* [What to work on]:
Each entry below must be repeated exactly, with pictures left out.

* [The input]:
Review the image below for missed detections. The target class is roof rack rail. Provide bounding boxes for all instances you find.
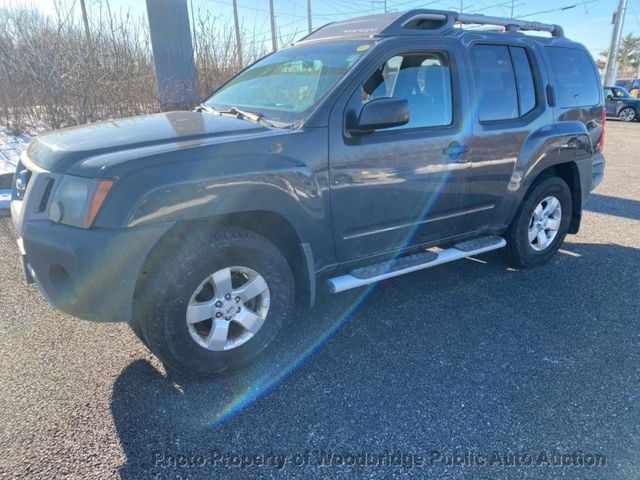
[454,12,564,37]
[298,9,565,44]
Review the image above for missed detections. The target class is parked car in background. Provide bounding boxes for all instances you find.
[605,86,640,122]
[615,78,640,97]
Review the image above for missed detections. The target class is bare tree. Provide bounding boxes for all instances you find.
[0,2,277,133]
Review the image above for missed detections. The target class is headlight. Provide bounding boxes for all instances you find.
[48,175,113,228]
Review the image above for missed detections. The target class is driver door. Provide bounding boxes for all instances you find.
[604,87,617,116]
[328,43,471,261]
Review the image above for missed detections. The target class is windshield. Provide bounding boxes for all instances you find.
[204,41,372,126]
[615,87,632,98]
[608,87,632,98]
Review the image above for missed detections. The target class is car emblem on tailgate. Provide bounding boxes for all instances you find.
[15,170,30,199]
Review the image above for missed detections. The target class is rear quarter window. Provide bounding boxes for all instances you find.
[546,47,600,107]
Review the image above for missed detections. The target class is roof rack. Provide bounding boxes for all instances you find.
[397,10,564,37]
[454,12,564,37]
[299,9,565,43]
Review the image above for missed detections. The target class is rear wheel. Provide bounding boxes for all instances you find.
[505,175,572,269]
[134,226,294,377]
[619,107,637,122]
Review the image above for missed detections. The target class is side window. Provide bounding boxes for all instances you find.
[359,52,453,129]
[470,45,519,122]
[546,47,600,107]
[511,47,536,116]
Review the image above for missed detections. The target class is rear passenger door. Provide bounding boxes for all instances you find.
[462,43,548,232]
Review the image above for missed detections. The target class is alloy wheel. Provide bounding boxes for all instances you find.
[186,266,270,351]
[528,196,562,252]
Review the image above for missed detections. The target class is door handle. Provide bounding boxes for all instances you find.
[443,141,470,161]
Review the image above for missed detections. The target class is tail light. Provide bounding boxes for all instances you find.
[597,106,606,152]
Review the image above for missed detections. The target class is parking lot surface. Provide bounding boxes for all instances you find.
[0,121,638,479]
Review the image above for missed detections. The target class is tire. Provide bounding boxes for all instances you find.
[619,107,637,122]
[134,226,294,377]
[127,317,150,347]
[505,174,572,269]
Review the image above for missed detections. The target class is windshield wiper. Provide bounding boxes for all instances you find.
[196,104,291,129]
[217,106,264,123]
[197,104,262,123]
[195,104,217,113]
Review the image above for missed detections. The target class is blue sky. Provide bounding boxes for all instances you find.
[1,0,636,58]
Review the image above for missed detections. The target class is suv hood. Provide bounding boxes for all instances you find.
[26,111,269,174]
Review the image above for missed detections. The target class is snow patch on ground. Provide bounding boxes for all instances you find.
[0,128,31,176]
[0,128,33,214]
[0,190,10,212]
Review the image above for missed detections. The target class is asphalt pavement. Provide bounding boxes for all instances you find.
[0,121,638,479]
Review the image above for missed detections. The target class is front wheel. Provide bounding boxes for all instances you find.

* [Response]:
Review the image below for missed detections. The target class is roof rack rail. Provide bounding boxes for all instances you find.
[454,12,564,37]
[298,9,565,44]
Review the image above for missed detections. The target class is parked car in background. Provide bounding boxes for all instances you find.
[605,86,640,122]
[615,78,640,97]
Review the image above for missed detections. The target class is bare tree. Provide bounding boxes for all instances you find.
[0,2,277,133]
Review the image above for missed detections. The target class is headlight. Provide bounding boxes for all instances you find.
[48,175,113,228]
Review the image above for missed detections. The target class is driver door. Provide bounding boxes for all instances you find.
[604,87,617,116]
[328,43,471,261]
Review the image above for missed detections. The target class is windshield. Provide bounding boxes for all instances you find.
[204,41,372,126]
[615,87,632,98]
[608,87,632,98]
Review the image above for missed detections. The target class is car emblem on tailgate. Provide bounding boxes for all instances you find.
[15,170,30,199]
Review the image above for missed detections. The target class is rear quarter window. Provide bounding boxes for all instances you find.
[546,47,600,107]
Review the image above for missed detections. The target class is roof rack. Provide bounding boxes for all instances you find.
[397,10,564,37]
[454,12,564,37]
[299,9,565,43]
Review the image above for missed detections. The target class is rear wheel. Provide bounding boxes for all instances you find.
[505,175,572,269]
[134,226,294,377]
[619,107,637,122]
Review the image above for missed detections. The target class is side window. Provide bounding boxes for all instances you find.
[359,52,453,129]
[470,45,519,122]
[546,47,600,107]
[511,47,536,116]
Review the image above for missed detections. The target class is rear passenger door. Provide bounding boxes for all instances you find.
[462,43,548,232]
Review the image above for missed detections. The target class is alloy wheel. Provide bounding boxes for all instances you find.
[186,266,270,351]
[528,196,562,252]
Review the image above for missed detections. The target class is door handle. Provide bounding boxes for all instances you find.
[443,141,470,161]
Review the image above for missed detections. The target class is tail light. Provide bounding boxes for all instances you find.
[597,106,606,152]
Review the image above for missed detections. The target class is parking lot surface. Provide bounding boxes for all instances you find.
[0,121,638,479]
Review the image above for missed detections. The target class is tire. Provide bounding boxes for all instances you find.
[619,107,637,122]
[134,226,294,377]
[127,317,150,347]
[505,174,572,269]
Review the image above for missed detections. The target class is windshield wiper. Provide bounding boxes for all instances you find.
[196,104,291,129]
[217,106,264,123]
[197,104,262,123]
[195,104,217,113]
Review the image above for missed detections. The target class is blue sky. Provide bounding boxes for all instances you find.
[1,0,636,58]
Review the image above for missed detections. The target class is suv hood. Provide bounding boxes for all instances you find.
[26,111,269,174]
Review the image above for missed detections. The target class is snow patch on ground. Provide bounding boxes for all instances you find.
[0,128,31,176]
[0,128,33,214]
[0,190,10,212]
Review the image above for missed detections. The target class is asphalt pavement. Provide bounding boxes for all instances you find.
[0,121,638,479]
Review the image above for missed detections. The target class is front wheel. Provide bounding boxes for all instances you find.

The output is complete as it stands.